■ REQUIRED TASK ■
Arrange the records below as a two-column CSV with the header row instruction,answer, giving each record one row. Put each record's text and its answer each in a single double-quoted field, with every line break replaced by a space.

■ RECORDS FOR THIS TASK ■
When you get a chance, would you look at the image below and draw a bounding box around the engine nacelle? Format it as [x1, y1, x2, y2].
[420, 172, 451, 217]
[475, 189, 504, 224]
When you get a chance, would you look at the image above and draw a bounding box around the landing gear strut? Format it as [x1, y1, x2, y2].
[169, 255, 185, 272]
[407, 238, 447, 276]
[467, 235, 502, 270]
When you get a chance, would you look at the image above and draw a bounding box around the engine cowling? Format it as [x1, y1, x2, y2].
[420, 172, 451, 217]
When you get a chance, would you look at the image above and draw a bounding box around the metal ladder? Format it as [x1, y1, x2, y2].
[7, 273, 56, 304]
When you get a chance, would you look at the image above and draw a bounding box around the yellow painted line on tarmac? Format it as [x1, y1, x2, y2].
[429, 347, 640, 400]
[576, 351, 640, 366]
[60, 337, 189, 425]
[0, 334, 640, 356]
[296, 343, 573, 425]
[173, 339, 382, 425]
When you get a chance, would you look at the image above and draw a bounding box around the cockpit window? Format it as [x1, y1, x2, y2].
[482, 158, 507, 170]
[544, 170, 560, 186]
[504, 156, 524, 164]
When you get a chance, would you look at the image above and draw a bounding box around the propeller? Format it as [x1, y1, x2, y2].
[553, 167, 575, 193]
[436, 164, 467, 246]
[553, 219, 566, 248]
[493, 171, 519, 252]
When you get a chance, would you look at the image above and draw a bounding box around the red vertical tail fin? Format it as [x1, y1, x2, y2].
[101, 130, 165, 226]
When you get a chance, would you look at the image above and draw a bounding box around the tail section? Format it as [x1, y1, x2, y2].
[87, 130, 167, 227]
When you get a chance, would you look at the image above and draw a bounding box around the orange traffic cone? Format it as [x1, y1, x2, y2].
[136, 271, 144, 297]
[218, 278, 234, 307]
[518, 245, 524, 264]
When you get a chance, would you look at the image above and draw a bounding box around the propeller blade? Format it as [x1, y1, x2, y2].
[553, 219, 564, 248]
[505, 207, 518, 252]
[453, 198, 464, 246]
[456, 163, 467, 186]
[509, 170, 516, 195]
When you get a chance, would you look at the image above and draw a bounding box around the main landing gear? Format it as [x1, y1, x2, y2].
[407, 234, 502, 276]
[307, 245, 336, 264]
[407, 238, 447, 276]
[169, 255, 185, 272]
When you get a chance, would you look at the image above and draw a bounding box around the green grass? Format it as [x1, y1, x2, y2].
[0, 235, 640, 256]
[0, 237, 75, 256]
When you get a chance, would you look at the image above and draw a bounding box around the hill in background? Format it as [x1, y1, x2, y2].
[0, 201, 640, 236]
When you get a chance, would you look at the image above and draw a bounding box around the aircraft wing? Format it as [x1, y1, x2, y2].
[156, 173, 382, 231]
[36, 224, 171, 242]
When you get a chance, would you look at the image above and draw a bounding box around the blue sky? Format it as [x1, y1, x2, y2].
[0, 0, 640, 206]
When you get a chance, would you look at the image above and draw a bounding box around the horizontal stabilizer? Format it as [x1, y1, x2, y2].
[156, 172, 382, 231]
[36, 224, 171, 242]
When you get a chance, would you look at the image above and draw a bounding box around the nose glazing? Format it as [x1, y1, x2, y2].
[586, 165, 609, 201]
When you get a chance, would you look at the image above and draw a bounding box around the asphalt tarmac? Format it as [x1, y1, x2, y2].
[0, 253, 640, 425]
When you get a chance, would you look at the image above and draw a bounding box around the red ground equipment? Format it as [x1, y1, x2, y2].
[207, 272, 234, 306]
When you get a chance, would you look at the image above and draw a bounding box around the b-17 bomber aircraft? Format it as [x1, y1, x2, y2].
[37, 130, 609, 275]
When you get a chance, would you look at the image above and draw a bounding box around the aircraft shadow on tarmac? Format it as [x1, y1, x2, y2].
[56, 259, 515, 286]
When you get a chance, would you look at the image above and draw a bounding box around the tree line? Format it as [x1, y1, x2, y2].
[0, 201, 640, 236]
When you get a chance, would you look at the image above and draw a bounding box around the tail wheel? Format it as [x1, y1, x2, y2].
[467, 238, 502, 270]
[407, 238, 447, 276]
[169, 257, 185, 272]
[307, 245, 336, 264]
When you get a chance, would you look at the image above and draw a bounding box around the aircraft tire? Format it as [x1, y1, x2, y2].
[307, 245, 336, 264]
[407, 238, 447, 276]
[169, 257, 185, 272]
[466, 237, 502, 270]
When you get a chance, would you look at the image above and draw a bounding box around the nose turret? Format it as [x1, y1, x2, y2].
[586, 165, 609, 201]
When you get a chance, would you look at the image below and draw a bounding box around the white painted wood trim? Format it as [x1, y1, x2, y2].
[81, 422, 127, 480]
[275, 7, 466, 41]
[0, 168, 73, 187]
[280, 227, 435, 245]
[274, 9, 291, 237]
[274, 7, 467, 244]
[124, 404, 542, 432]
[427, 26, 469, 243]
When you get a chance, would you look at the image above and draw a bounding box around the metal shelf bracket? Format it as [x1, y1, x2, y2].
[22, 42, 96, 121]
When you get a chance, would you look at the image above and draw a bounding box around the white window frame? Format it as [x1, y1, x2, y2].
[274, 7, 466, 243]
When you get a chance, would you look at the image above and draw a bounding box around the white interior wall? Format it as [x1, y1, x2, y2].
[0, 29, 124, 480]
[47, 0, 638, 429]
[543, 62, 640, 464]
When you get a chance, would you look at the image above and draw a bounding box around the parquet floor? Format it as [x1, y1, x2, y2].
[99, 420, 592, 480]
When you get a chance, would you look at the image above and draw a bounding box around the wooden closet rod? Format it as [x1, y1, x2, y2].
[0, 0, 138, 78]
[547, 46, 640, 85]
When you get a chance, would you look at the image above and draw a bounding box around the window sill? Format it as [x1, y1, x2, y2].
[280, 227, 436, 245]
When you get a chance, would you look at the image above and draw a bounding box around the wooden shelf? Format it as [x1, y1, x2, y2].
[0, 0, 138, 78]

■ TASK OUTPUT ■
instruction,answer
"When you get a chance, would you look at the image below and draw a bounding box around the engine nacelle? Format it as [x1, y1, x2, y2].","[420, 172, 451, 217] [475, 189, 504, 224]"
"When you get a chance, would you look at the image above and draw a bounding box around the landing gear strut? Format it as [x1, y1, x2, y2].","[169, 255, 185, 272] [407, 238, 447, 276] [467, 235, 502, 270]"
"When you get a chance, would you look at the image above and draw a bounding box around the engine cowling? Format it as [x1, y1, x2, y2].","[420, 172, 451, 217]"
"When you get a chance, would you look at the image above and draw a bounding box around the metal ladder? Format it as [x1, y1, x2, y2].","[7, 273, 56, 304]"
"When you get a chance, would you look at the image above and draw a bounding box around the yellow painted line on tarmac? Format it as [x1, y1, x2, y2].","[429, 347, 640, 400] [576, 351, 640, 366] [60, 337, 189, 425] [0, 334, 640, 356] [296, 343, 573, 425] [173, 339, 382, 425]"
"When you get a chance, would you look at the image above and draw a bounding box around the cockpit window? Format it as [x1, y1, x2, y2].","[482, 158, 507, 170] [544, 170, 560, 186] [504, 156, 524, 164]"
"When you get a chance, would you look at the image above and draw a bounding box around the propeller? Format it as [x1, y1, x2, y2].","[553, 167, 575, 193] [436, 164, 467, 246] [553, 219, 566, 248] [493, 171, 519, 252]"
"When you get a chance, would you look at the image above and draw a bounding box around the red vertical tail fin? Format it as [x1, y1, x2, y2].","[101, 130, 165, 226]"
"When you get a chance, would you look at the image above and draw a bounding box around the tail section? Format it as [x1, y1, x2, y2].","[87, 130, 167, 227]"
"When you get a chance, would you look at the image above and draw a bounding box around the orange traffic cone? Format it as [x1, y1, x2, y2].","[136, 271, 144, 297] [218, 278, 234, 307] [518, 245, 524, 264]"
"When you get a chance, would you look at the image above and draw a bounding box around the propeller blade? Format it as [x1, y1, x2, y2].","[553, 219, 564, 248] [505, 207, 518, 252] [453, 198, 464, 246] [456, 163, 467, 186] [509, 170, 516, 195]"
"When you get a chance, would you look at the image above and draw a bounding box around the main landing gear? Format it as [x1, y1, x2, y2].","[407, 234, 502, 276] [307, 245, 336, 264] [407, 238, 447, 276] [169, 255, 185, 272]"
"When you get a chance, would you look at the image above and draw a bounding box around the green grass? Format it as [x1, y1, x2, y2].","[0, 235, 640, 256] [0, 237, 75, 256]"
"When you get a chance, would you look at the image above and draw a bounding box around the hill in background? Format it as [x1, y1, x2, y2].","[0, 201, 640, 236]"
"When you get a chance, would you look at the image above and draw a bounding box around the aircraft wing? Format it as [x1, y1, x2, y2].","[156, 173, 382, 231] [36, 224, 171, 242]"
"When you get a chance, would you look at the image above and draw a bounding box around the blue sky? Format it as [x1, y1, x2, y2].","[0, 0, 640, 206]"
"When you get a chance, would you look at the image above and draw a bounding box around the horizontal stabilizer? Format it as [x1, y1, x2, y2].","[156, 172, 382, 231] [36, 224, 171, 242]"
"When you get a chance, would you look at the image above and draw a bounding box around the nose glazing? Format it as [x1, y1, x2, y2].","[586, 165, 609, 201]"
"When you get a chance, would you look at the image above and draw a bounding box around the asphalt tarmac? Format it as [x1, y1, x2, y2].","[0, 253, 640, 425]"
"When you get a chance, would you look at the image above and draw a bounding box around the red ground equipment? Format it as [x1, y1, x2, y2].","[207, 272, 234, 306]"
"When you get a chance, would you look at the image above and draw a bounding box around the b-17 bomber aircraft? Format it as [x1, y1, x2, y2].","[37, 130, 609, 275]"
"When you get a chance, would you look at the image above and draw a bounding box around the aircraft shadow on tarmac? Format it as [x1, y1, x2, y2].","[56, 259, 515, 286]"
"When you get a chance, would you look at the image above and draw a bounding box around the tree line? Format it as [x1, y1, x2, y2].","[0, 201, 640, 236]"
"When you get a chance, would you look at the image above and draw a bounding box around the tail wheel? Format it as [x1, y1, x2, y2].","[467, 238, 502, 270] [407, 238, 447, 276] [169, 257, 185, 272] [307, 245, 336, 264]"
"When you get a chance, would you look at the image above and draw a bounding box around the aircraft tire? Format it as [x1, y1, x2, y2].","[307, 245, 336, 264] [407, 238, 447, 276] [169, 257, 185, 272] [466, 237, 502, 270]"
"When you get a chance, would you look at the image above and draw a bounding box around the nose turret? Format it as [x1, y1, x2, y2].","[586, 165, 609, 201]"
"When you get a chance, would you look at the image below and draw a bounding box around the white painted wood trim? Format it as [x1, y1, x2, y2].","[81, 422, 127, 480] [275, 7, 466, 41] [0, 168, 73, 187] [280, 227, 435, 245] [274, 9, 291, 237] [274, 7, 467, 244] [124, 404, 542, 432] [427, 26, 469, 243]"
"When you get a chance, would you look at the image above and draw a bounding box around the metal shelf bracket? Format it as [x1, y1, x2, y2].","[22, 42, 96, 121]"
"When you get a chance, would you look at the image above and draw a bounding box around the white window frame? Format it as [x1, y1, x2, y2].","[274, 7, 466, 243]"
"When you get a chance, would you look at the image above and draw a bounding box around the white interior wall? Format it as [x1, y1, x2, y2].","[0, 29, 124, 480] [47, 0, 638, 429] [543, 62, 640, 464]"
"When you get a chance, would you look at the image above and draw a bounding box around the parquet floor? Format it as [x1, y1, x2, y2].","[99, 420, 592, 480]"
"When you get a chance, would you look at the image above and draw a bounding box around the wooden closet rod? Format it as [x1, y1, x2, y2].","[0, 0, 138, 78] [547, 46, 640, 85]"
"When you get a chance, would you look at the image above and draw a bounding box around the window sill? Format it as [x1, y1, x2, y2].","[280, 227, 436, 245]"
"When you get a chance, would you look at the image above and draw a bounding box around the wooden shelf? Format it as [x1, y1, x2, y2].","[0, 0, 138, 78]"